▶ [Quoted text]:
==================================================
Office of the Attorney General
Honorable Barry L. Macha
Opinion No. JM-557
Re: Whether a private check collection agency may charge the drawer for the holder's consequential damages in addition to the face value of the check and the maximum processing fee
Dear Mr. Macha:
You have requested our opinion regarding certain fees which may be charged by a private collection agent for the holder of a dishonored check. Article 9022, V.T.C.S., provides:
(a) The holder of a check or its assignee, agent, representative, or any other person retained by the holder to seek collection of the face value of the dishonored check on the return of the check to the holder following its dishonor by a payor may charge the drawer or endorser a reasonable fee, which shall not exceed $15.
(b) Nothing herein shall be construed as affecting any right or remedy to which the holder of the check may be entitled under any rule, regulation, written contract, judicial decision, or other statute. (Emphasis added).
You ask whether this statute provides a private collection agent with the authority to charge the drawer for a holder of a dishonored check consequential damages (separate bank charge for dishonor fee) in addition to the face value of the check and the $15.00 maximum processing fee. We conclude that it does not.
==================================================
▶ [Supplied records]:

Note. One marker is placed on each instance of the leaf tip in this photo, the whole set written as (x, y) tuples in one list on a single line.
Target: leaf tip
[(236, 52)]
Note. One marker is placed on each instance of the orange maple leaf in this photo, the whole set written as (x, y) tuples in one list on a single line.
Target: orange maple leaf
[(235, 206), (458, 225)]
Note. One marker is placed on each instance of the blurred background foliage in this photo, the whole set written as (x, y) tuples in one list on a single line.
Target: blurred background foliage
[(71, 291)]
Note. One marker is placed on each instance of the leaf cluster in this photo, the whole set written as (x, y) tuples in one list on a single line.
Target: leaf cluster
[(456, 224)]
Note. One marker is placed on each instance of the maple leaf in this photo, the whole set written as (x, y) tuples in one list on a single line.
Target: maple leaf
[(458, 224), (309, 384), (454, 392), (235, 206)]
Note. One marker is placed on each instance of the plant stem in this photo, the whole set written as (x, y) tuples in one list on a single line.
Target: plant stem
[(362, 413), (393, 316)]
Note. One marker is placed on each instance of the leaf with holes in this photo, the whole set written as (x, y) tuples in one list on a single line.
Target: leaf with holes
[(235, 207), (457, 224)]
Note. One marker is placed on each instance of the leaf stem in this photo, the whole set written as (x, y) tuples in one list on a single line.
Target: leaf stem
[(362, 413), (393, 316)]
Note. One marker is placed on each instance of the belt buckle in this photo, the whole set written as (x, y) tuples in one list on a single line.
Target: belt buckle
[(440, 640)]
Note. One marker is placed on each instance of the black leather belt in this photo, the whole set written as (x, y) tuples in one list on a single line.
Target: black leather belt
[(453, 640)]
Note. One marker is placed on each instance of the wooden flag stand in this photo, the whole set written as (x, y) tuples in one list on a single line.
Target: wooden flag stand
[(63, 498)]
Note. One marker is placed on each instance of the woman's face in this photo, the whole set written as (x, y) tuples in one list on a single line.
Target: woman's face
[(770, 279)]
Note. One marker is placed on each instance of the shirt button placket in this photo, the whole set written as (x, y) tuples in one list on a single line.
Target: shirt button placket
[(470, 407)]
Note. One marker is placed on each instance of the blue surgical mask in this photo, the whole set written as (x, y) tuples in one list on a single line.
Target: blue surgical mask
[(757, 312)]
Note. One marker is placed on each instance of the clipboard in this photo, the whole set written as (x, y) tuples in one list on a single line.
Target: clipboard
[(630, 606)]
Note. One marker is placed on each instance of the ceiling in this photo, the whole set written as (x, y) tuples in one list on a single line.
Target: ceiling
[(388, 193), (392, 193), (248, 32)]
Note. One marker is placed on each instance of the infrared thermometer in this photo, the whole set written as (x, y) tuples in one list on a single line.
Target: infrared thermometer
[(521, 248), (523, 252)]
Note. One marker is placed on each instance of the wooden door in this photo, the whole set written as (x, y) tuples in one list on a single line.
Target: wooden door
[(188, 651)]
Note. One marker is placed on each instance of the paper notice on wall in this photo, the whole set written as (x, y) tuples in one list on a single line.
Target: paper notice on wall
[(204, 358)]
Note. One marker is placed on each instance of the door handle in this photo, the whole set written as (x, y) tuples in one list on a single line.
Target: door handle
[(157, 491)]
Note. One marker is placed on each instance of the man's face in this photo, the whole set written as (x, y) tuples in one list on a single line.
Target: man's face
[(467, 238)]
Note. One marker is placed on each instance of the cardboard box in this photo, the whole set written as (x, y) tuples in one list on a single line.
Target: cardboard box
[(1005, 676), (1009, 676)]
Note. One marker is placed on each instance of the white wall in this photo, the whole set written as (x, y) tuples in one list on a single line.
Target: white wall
==================================================
▶ [Exercise description]: Edit the check collection opinion from "You ask whether" up to and including "it does not.", putting "incidental damages" in place of "consequential damages".

▶ [Result for this task]:
You ask whether this statute provides a private collection agent with the authority to charge the drawer for a holder of a dishonored check incidental damages (separate bank charge for dishonor fee) in addition to the face value of the check and the $15.00 maximum processing fee. We conclude that it does not.